## AUFGABENSTELLUNG:
Setzen Sie den Forumsbeitrag über wildernde Hunde im Anschluss an seinen letzten Satz fort.

== SEITENAUSZUG

Forum "Haus zum Husky"

Wenn Hunde wildern

#1 von Yukkimaus , 13.04.2007 15:07

Habe da einen sehr guten Bericht in der neuen Zeitschrift Der Hund gefunden.
Den konnte ich euch einfach nicht vorenthalten. Ich stimme der Autorin zu.
Mal sehen was ihr dazu sagt.

Gruß
Yukkimaus


Wenn Hunde wildern

Leinen los um jeden Preis

Muss es erst soweit kommen, dass Hunde wildlebende Tiere hetzen oder gar töten, weil sich Hundebesitzer nicht an geltendes Recht halten?
Nein, meint Astrid Braun, eine erfahrene Jägerin und Reiterin, und plädiert für mehr Verständnis und Miteinander zum Schutz von Reh & Co.

====
== BEREITGESTELLTES MATERIAL

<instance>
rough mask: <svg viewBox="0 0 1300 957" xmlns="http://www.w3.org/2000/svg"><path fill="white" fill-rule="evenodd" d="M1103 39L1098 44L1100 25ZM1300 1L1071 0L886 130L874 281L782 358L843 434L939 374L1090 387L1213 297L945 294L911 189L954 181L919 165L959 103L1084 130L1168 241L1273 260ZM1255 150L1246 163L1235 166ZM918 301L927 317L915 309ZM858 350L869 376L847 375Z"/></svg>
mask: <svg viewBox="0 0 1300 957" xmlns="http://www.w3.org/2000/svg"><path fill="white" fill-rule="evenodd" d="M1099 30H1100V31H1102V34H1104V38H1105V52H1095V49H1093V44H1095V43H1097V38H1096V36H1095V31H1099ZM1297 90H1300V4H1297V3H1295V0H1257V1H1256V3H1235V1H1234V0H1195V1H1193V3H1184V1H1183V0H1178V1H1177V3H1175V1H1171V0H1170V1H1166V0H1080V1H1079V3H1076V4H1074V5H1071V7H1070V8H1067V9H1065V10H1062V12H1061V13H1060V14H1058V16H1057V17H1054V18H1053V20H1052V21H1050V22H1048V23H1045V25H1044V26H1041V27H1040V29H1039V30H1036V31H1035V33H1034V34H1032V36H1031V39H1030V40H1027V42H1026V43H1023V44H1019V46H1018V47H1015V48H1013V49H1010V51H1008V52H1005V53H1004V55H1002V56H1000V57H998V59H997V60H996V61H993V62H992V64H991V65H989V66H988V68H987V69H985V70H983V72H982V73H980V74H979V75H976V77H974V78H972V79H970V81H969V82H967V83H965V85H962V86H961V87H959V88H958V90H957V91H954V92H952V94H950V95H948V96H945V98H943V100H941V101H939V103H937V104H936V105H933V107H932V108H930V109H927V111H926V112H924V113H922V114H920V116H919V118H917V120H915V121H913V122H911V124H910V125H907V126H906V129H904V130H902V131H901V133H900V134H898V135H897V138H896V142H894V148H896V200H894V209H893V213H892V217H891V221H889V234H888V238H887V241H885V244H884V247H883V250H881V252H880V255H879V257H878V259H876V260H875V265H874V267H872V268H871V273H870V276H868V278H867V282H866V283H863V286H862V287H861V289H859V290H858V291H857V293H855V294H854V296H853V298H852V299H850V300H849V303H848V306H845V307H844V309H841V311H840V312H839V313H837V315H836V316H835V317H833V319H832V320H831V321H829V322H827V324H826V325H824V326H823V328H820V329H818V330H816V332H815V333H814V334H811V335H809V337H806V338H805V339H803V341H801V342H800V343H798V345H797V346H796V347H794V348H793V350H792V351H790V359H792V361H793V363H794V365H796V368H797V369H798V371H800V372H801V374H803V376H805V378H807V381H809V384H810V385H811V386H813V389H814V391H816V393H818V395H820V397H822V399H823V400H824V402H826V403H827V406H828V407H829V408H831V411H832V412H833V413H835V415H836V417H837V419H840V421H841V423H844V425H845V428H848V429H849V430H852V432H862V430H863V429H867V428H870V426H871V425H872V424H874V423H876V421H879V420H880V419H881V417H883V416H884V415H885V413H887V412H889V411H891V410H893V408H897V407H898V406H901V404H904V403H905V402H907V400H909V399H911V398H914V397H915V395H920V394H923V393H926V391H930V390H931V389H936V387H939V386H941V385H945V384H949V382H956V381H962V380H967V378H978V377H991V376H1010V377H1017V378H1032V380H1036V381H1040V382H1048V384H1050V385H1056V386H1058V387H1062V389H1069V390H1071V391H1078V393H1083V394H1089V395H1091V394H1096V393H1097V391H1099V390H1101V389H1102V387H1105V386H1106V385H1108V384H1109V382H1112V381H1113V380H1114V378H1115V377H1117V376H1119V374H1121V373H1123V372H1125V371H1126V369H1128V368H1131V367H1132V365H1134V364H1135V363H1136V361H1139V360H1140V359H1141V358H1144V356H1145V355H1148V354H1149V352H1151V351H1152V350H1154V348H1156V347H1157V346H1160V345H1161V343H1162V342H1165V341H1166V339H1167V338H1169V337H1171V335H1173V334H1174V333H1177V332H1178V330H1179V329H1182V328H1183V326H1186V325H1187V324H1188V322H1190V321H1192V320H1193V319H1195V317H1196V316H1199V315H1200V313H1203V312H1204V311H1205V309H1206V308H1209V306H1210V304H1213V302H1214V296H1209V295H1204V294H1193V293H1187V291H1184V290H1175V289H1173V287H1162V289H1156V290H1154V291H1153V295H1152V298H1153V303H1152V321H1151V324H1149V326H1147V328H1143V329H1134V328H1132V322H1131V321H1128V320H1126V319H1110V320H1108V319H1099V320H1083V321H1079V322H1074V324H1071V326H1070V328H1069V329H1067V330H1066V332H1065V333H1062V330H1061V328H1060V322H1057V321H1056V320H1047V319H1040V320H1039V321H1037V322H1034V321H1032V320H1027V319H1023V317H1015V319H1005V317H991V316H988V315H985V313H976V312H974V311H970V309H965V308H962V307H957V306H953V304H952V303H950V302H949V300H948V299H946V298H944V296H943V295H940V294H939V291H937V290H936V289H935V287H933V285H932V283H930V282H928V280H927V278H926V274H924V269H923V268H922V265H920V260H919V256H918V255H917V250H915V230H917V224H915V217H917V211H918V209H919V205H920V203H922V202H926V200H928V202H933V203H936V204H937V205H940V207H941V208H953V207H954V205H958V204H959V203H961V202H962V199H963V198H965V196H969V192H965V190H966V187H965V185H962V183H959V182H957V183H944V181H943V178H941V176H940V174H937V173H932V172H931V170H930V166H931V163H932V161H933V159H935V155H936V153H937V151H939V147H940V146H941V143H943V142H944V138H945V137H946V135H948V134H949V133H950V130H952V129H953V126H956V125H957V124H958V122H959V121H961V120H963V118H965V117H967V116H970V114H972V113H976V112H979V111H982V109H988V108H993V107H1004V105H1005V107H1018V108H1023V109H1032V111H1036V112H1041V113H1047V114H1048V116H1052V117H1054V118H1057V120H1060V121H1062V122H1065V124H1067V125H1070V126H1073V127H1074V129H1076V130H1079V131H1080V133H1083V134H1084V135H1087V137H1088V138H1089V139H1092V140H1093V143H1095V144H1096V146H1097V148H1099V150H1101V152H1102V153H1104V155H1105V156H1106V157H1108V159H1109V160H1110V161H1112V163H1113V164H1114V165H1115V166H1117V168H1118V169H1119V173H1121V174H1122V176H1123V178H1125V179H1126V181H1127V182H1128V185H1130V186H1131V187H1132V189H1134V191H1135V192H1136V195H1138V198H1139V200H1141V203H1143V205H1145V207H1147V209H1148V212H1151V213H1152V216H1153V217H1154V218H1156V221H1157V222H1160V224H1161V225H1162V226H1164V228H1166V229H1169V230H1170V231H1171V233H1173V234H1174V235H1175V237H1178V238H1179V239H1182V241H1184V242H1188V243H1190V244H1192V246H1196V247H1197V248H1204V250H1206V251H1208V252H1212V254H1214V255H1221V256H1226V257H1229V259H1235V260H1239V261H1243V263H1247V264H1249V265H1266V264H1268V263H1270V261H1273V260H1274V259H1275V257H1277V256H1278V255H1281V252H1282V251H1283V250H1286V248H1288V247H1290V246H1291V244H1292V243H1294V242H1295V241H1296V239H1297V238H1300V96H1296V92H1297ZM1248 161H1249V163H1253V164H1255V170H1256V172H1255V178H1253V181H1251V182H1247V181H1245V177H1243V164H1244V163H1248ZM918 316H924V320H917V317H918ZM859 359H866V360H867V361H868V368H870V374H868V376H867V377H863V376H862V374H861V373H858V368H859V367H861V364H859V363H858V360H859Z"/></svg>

====

## LÖSUNG:
Typische Rechtfertigung
Immer wieder spreche ich im Wald Spaziergänger mit frei laufenden Hunden an und bitte sie, diese anzuleinen (hier in Brandenburg gilt im Wald Leinenzwang). Die Rechtfertigungen sind überwiegend gleich: Mein Hund gehorcht aufs Wort. Mein Hund entfernt sich nicht von mir. Mein Hund hetzt nicht, er will nur spielen…

Oft sind die Hundehalter uneinsichtig oder leinen den Hund für kurze Zeit an, bis die glauben, ich sehe sie nicht mehr, um ihm dann wieder seine Freiheit zu schenken. Verwunderlich finde ich als Reiterin bei solchen Begegnungen, dass diese Hunde, die als so trieblos dargestellt werden, an meinem Pferd hochspringen und versuchen, meinem furchtlosen Reittier in die Sprunggelenke zu zwicken. Fänden die Halter es zum Schmunzeln, wenn ich vor ihnen zu Boden ginge?

Wir Menschen sind wohl auch nicht frei von Übersprungshandlungen. In welcher Gefahr sich ihr Hund in solchen Situationen befindet, scheint ihnen völlig unklar oder nebensächlich zu sein. Leider sind schon viele Pferde durch hetzende Hunde in Panik geraten und haben sich, ihren Reiter oder Dritte verletzt oder geschädigt.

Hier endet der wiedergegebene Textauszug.